[Point-based annotation data]
┄┄┄┄┄┄

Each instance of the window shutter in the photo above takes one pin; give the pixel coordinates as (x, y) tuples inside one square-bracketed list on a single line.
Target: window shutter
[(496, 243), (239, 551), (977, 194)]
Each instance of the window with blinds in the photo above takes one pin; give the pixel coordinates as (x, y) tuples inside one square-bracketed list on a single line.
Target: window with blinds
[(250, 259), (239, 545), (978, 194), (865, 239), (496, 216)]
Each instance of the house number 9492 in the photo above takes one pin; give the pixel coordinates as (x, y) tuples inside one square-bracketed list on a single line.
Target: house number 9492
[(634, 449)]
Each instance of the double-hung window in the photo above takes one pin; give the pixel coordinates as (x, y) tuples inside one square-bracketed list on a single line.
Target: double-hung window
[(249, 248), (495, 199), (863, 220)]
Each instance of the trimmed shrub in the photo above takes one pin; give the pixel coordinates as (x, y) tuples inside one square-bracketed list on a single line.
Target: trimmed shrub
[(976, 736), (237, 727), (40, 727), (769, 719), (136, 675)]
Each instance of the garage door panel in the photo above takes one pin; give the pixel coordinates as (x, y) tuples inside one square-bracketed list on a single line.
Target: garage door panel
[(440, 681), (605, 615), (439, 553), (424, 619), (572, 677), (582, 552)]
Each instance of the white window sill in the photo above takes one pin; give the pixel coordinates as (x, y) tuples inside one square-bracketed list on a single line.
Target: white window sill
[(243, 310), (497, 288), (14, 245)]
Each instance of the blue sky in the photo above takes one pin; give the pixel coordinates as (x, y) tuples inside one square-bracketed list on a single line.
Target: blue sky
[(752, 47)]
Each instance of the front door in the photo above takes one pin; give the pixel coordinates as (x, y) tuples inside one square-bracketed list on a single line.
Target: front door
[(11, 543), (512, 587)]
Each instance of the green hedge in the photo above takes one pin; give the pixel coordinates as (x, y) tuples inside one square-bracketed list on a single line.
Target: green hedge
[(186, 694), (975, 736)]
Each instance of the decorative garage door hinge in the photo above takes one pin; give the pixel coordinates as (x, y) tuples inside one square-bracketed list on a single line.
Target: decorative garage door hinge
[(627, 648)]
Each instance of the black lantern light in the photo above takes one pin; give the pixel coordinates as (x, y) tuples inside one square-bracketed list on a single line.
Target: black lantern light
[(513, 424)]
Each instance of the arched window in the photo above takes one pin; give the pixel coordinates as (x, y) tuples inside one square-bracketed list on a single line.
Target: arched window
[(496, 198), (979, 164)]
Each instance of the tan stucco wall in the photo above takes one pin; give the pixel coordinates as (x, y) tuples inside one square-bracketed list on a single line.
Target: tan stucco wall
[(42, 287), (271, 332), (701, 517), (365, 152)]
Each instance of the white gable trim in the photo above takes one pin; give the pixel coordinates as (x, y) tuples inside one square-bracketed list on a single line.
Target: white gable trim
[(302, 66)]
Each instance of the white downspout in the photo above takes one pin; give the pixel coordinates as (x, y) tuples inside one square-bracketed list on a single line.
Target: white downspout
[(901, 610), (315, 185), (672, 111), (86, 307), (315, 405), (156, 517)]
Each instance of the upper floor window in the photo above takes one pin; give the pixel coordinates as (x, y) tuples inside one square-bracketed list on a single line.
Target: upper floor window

┄┄┄┄┄┄

TO DO | Rewrite the records above, changing every occurrence of "pixel coordinates" to "point coordinates" and leaving all other text unchanged.

SOLUTION TO THIS EXERCISE |
Each instance of the window shutter in the photo above takes one pin; give the point coordinates as (x, y) tuples inside one square-bracketed list on a single line.
Target: window shutter
[(496, 243), (239, 551), (977, 194)]
Each instance of the window with blinds in the photo above takes one pin; give the point coordinates as (x, y) tuples inside one square-bracketed list on a single line.
Target: window with blinds
[(250, 259), (239, 545), (978, 194), (865, 239), (496, 216)]
Each instance of the house number 9492 in the photo above takes one pin; give the point coordinates as (x, y) tuples inside one square-bracketed list on a single line.
Target: house number 9492
[(634, 449)]
Each instance of the double-hung window in the photo above takes one pin; give the point coordinates as (x, y) tuples inside one square-bracketed list on a single line.
Target: double-hung window
[(249, 248), (495, 199), (863, 220)]
Each instance of the trimmed shrub in the photo above takes one pin; give the point coordinates as (x, y) tuples inside one square-bracketed list on a single line.
Target: trimmed shrub
[(976, 736), (237, 727), (40, 727), (769, 719), (136, 675)]
Each instance of the garage door panel in the photo above takes one pin; give the point coordinates as (x, y) tuples inside one square-bracketed list on a single line.
Target: garage door panel
[(440, 681), (605, 615), (439, 553), (424, 619), (572, 677), (582, 552)]
Each instance of the white window sill in the photo above takes one pin; give the point coordinates as (x, y) tuples inside one square-bracketed list on a single line.
Target: white window sill
[(243, 310), (497, 288), (14, 245)]
Each instance of the blue sky in the photo above takes one pin; give the point coordinates as (x, y) tuples inside one square-bracketed list on a single line.
Target: blue sky
[(752, 47)]
Each instance of the front door in the photo above takes one pin; give the point coordinates as (x, y) tuples inside one square-bracketed list on a single line.
Target: front door
[(11, 543), (512, 587)]
Each instance of the green hedge in the photo above takes one pin; give the point coordinates as (x, y) tuples inside one square-bracketed list on a single line.
Target: green hedge
[(186, 694), (975, 736)]
Each instance of the decorative garage door hinge in the photo above takes one pin; give the point coordinates as (x, y) tuples inside one square-bracketed list on a single line.
Target: decorative garage door hinge
[(627, 648)]
Each instance of the black lantern light in the photo above takes one pin; give the point coordinates as (x, y) tuples inside one square-bracketed list on a single line.
Target: black lantern light
[(513, 424)]
Each instance of the arched window in the photo above takes one pin; give the point coordinates as (x, y) tuples inside one square-bracketed list on a single line.
Target: arched window
[(496, 198), (979, 164)]
Each instance of the tan stucco wall in the photo above takes one pin; give the point coordinates as (x, y) tuples inside one square-bracketed list on a single line.
Target: tan stucco wall
[(42, 287), (271, 332), (701, 517), (365, 152)]
Each instance of the white gable trim in the photo above takes one pin; give the point coordinates as (x, y) tuples inside one square-bracketed list on a single line.
Target: white gable trim
[(302, 66)]
Each instance of the white downspout in the photo above takes one pin; give the point coordinates as (x, y) tuples inside one square-bracketed list on a single line.
Target: white downspout
[(901, 610), (315, 185), (672, 111), (86, 307), (315, 405), (156, 517)]
Each instance of the upper floor window in the photo above takes one pin; give the point coordinates as (x, y) tuples inside one square-bracketed list on a single line.
Target: upper floor window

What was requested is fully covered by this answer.